§ Direction
Rewrite every one of the entries below, changing "tab character" to "comma" and keeping everything else the same. Omit the pictures from your answer.

═══ Dataset entries

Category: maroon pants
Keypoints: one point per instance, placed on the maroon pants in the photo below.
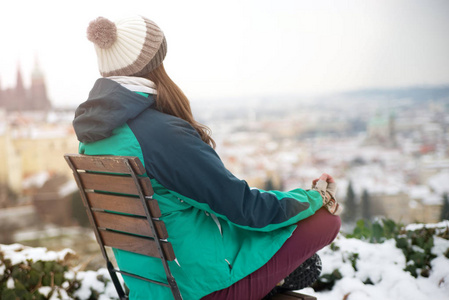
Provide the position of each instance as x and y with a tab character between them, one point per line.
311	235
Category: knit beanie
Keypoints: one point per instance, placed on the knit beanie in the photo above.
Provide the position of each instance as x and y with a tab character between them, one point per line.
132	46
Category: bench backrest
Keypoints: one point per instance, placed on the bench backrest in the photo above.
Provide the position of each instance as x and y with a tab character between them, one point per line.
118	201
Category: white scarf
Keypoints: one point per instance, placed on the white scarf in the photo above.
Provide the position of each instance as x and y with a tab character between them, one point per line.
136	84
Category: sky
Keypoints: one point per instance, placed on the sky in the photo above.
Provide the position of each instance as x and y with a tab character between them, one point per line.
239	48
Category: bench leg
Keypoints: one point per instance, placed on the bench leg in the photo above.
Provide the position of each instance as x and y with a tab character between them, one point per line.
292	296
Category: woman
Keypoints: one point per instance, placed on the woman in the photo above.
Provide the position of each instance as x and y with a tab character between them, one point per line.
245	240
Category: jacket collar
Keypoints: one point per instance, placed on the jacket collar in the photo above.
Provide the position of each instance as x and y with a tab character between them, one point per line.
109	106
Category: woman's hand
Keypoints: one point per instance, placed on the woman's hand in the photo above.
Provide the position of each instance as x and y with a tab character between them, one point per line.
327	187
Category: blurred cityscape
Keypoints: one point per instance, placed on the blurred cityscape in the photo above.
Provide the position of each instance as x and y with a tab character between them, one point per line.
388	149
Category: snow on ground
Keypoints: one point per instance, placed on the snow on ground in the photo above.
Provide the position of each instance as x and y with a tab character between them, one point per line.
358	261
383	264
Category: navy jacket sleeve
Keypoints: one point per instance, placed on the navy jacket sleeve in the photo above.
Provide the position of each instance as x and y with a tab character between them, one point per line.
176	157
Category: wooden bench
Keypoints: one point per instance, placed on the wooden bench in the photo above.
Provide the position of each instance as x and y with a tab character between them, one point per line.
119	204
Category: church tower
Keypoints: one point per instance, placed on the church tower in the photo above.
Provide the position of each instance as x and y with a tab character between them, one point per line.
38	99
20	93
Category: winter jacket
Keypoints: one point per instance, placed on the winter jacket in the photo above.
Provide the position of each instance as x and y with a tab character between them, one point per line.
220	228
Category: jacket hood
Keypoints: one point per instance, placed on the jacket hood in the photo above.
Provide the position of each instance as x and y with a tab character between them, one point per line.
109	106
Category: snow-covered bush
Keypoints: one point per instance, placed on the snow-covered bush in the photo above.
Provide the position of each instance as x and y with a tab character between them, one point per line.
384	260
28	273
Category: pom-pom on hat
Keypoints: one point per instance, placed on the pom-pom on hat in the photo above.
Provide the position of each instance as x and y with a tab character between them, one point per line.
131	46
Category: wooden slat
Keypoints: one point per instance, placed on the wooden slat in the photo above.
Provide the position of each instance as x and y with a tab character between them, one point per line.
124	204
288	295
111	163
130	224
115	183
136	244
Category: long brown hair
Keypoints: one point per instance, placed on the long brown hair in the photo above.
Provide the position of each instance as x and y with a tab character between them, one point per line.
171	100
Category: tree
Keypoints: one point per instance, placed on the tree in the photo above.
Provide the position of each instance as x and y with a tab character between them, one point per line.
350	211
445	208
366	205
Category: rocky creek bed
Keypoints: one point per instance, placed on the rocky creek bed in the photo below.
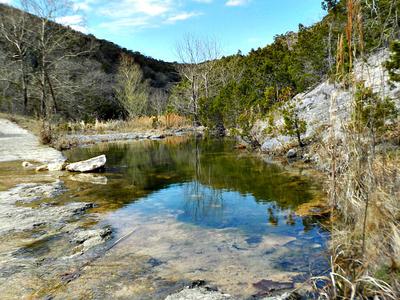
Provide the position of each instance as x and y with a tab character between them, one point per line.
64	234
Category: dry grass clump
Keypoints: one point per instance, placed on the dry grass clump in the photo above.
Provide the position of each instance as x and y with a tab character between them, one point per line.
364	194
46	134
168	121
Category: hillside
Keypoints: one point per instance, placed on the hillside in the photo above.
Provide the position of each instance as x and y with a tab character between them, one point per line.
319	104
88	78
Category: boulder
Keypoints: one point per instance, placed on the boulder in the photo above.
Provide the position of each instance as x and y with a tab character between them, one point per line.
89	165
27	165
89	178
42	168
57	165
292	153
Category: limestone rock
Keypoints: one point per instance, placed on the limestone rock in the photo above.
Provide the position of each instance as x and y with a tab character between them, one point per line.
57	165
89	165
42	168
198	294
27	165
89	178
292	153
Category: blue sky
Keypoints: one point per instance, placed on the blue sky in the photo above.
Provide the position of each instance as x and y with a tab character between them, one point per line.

══════

§ Answer for this exercise
Category: maroon pants
Keypoints: one point per instance, placed on the maroon pants in the photo below.
Provide the position of each instance as x and y with a comma between them, one point per line.
311	235
Category: knit beanie
Keypoints: one point per instance, placed on the knit beanie in the photo above.
Provide the position of each instance as x and y with a comma between them, one point per line.
132	46
Category: bench backrest
Keypoints: one point per instance, placed on the bench backrest in the photo above.
Provide the position of each instance as x and y with a comma between them, one point per line.
118	201
Category: white scarf
Keypoints: one point per instance, placed on the white scarf in the photo above.
Provide the position of each instance as x and y with a comma between them, one point per line.
136	84
Category: sky
Keypoints: one point per instance, placed on the sky in the photo above.
Provide the position of each instance as x and y with a comma between them, one point per line.
239	48
Category: bench leg
Keypoints: one point per instance, placed on the bench leg in the photo above.
Provide the position of each instance as x and y with a comma between them, one point per line.
292	296
Category: woman
Keypoints: one point per instance, placed on the woman in the photo above.
Provide the position of each instance as x and y with a comma between them, one point per line.
245	240
Category: jacket collar
Keypoints: one point per instance, placed on the jacket collar in the photo above.
Provide the position of each instance as x and y with a comma between them, one point per line.
109	106
Category: woman's hand
Keypoints: one point per instance, placed on the woman's hand in the photo above.
Provide the position of each instance as x and y with a comma between them, one point per line.
327	187
Category: blurred cityscape
Keypoints: one point per instance, placed on the blurred cityscape in the photo above.
Provide the position of each instance as x and y with a comma between them, one point per line.
388	149
Category: snow on ground
Keypoints: one point per instance, placed on the snow on ground in the photo above.
Provide the position of each instance as x and y with a comma between them, one point per line.
358	261
383	264
Category: navy jacket sleeve
Keypoints: one point per instance, placed on the navy jacket sleeve in the photo above.
Provide the position of each instance as x and y with a comma between them, one point per line.
176	157
Category: wooden bench
Keypoints: one point per instance, placed on the wooden bench in the photo above.
Provide the position of each instance as x and y with a comma between them, one point per line.
119	204
Category: church tower
Keypoints: one point per instance, placed on the church tower in the photo above.
Provide the position of each instance as x and y with a comma between them, one point per line.
38	99
20	93
Category: winter jacket
Keypoints: one point per instance, placed on the winter jacket in the photo above.
Provide the position of each instance as x and y with a comma between them, one point per line.
220	228
Category: jacket hood
Keypoints: one point per instance, placed on the jacket hood in the photo above.
Provide the position of each instance as x and y with a comma between them, one point per line.
109	106
Category: snow-covered bush
Keypoints: one point per instance, placed on the snow-covered bush in the photo above.
Provide the position of each instance as x and y with a comma between them, one point per line.
384	260
28	273
Category: pom-pom on hat
Keypoints: one point per instance, placed on the pom-pom on hat in the photo above.
Provide the position of each instance as x and y with a comma between them, one point per line.
131	46
Category: wooden slat
Keypoints: one point per instance, placed on the wooden slat in the photo above.
Provide the position of each instance as x and y with a comma between them, one point per line.
124	204
288	295
111	163
130	224
115	183
136	244
Category: long brown hair
Keypoints: one point per instance, placed on the long brown hair in the photo above.
Provide the position of each instance as x and y with a comma between them, one point per line.
171	100
Category: tree
Keypoints: one point per instance, placed on the tree in the photo above.
Provide the position of each instance as x and y with a comma between them, one point per line.
350	211
445	208
366	205
Category: rocky creek bed
Keypoints: one point per instance, placed on the rocky creek bed in the photo below.
Provide the position of each instance as x and y with a comma between them, one point per line.
64	234
Category: dry grass clump
Keypoints: one point per instance, placed on the dry grass clump in the photo above.
Provide the position of each instance as x and y with a comma between them, one point per line.
364	194
46	134
168	121
Category: hillside
Keypoints: one point per instance, placed on the hillside in the photo above.
Provide the position of each instance as x and y with a comma between them, one point per line.
319	104
88	78
Category: boulder
Keypoints: one point per instance, placed on the boulder in the photo above.
Provide the position of each instance as x and y with a comma between them, one point per line.
89	165
27	165
89	178
42	168
57	165
292	153
Category: limestone rock
Keypoints: one point per instance, placed on the limestone rock in the photo above.
Provide the position of each instance as x and y with a comma between them, one point per line.
57	165
89	165
42	168
198	294
27	165
89	178
292	153
Category: blue sky
Keypoints: one point per instance, placed on the blue sky in the photo above.
Provide the position of each instance as x and y with a comma between them, one point per line.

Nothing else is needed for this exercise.